== SET PROBLEM A ==
Write out the entire news piece about farmers partnering with local fairs, word for word.

== TEXT SECTION ==

↓

Farmers explore ways to partner with local fairs


Issue Date: August 22, 2012
By Kate Campbell

Along with carnival rides, corn-on-the-cob and toe-tapping music, the Yolo County Fair offered farmers and ranchers a wide-ranging conversation last week about how fairs can help expand awareness and build support for local farms. Presentations focused on fuller use of fairground facilities and the role the fairs can play in expanding and promoting California agriculture.

Nearly 12 million people are expected to attend local fairs this year, about the same as last year. Behind the scenes, however, there's a push to rethink fairs and the roles they play in communities, prompted by elimination of $32 million in funds for fairs from the 2011-12 state budget.

For the first time in more than 80 years, fairs have to depend completely on self-generated revenues to continue operating. At the same time, small farmers and ranchers seek new marketing opportunities and ways to diversify their businesses.

Seven fairs around the state are holding discussions this summer with farmers and public officials, to explore ways to use fairgrounds more effectively to benefit specialty crop farmers, agritourism businesses, public education and the fairs themselves. The discussions are co-sponsored by the California Department of Food and Agriculture Division of Fairs and Expositions and the University of California Small Farm Program.

↑

== SET PROBLEM B ==
Show each line of the rows below that contains the word "roof", matching uppercase and lowercase letters exactly.

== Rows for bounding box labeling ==
↓

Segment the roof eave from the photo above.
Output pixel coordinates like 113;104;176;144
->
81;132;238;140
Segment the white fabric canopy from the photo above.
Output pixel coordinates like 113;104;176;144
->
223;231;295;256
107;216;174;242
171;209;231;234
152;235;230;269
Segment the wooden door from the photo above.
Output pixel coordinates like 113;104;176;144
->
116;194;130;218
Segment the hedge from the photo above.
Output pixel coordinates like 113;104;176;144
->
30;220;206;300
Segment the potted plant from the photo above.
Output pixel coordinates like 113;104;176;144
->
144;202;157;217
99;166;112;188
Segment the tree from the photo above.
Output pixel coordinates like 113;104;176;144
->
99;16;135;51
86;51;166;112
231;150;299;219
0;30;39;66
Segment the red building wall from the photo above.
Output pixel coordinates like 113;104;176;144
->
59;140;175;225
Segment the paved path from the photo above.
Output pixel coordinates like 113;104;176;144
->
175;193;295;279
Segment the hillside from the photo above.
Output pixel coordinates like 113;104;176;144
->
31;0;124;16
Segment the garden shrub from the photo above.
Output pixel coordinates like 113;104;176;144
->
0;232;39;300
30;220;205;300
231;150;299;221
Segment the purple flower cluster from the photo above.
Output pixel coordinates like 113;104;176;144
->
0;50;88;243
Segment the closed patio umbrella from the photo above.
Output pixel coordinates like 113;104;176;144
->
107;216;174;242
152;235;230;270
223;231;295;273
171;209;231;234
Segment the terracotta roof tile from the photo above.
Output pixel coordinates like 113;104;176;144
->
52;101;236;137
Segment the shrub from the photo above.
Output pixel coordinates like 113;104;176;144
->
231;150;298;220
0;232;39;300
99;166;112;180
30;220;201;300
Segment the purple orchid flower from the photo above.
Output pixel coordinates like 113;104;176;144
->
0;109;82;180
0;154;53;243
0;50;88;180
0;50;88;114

↑

== CORRECT RESULT A ==
Farmers explore ways to partner with local fairs


Issue Date: August 22, 2012
By Kate Campbell

Along with carnival rides, corn-on-the-cob and toe-tapping music, the Yolo County Fair offered farmers and ranchers a wide-ranging conversation last week about how fairs can help expand awareness and build support for local farms. Presentations focused on fuller use of fairground facilities and the role the fairs can play in expanding and promoting California agriculture.

Nearly 12 million people are expected to attend local fairs this year, about the same as last year. Behind the scenes, however, there's a push to rethink fairs and the roles they play in communities, prompted by elimination of $32 million in funds for fairs from the 2011-12 state budget.

For the first time in more than 80 years, fairs have to depend completely on self-generated revenues to continue operating. At the same time, small farmers and ranchers seek new marketing opportunities and ways to diversify their businesses.

Seven fairs around the state are holding discussions this summer with farmers and public officials, to explore ways to use fairgrounds more effectively to benefit specialty crop farmers, agritourism businesses, public education and the fairs themselves. The discussions are co-sponsored by the California Department of Food and Agriculture Division of Fairs and Expositions and the University of California Small Farm Program.

== CORRECT RESULT B ==
Segment the roof eave from the photo above.
Segment the terracotta roof tile from the photo above.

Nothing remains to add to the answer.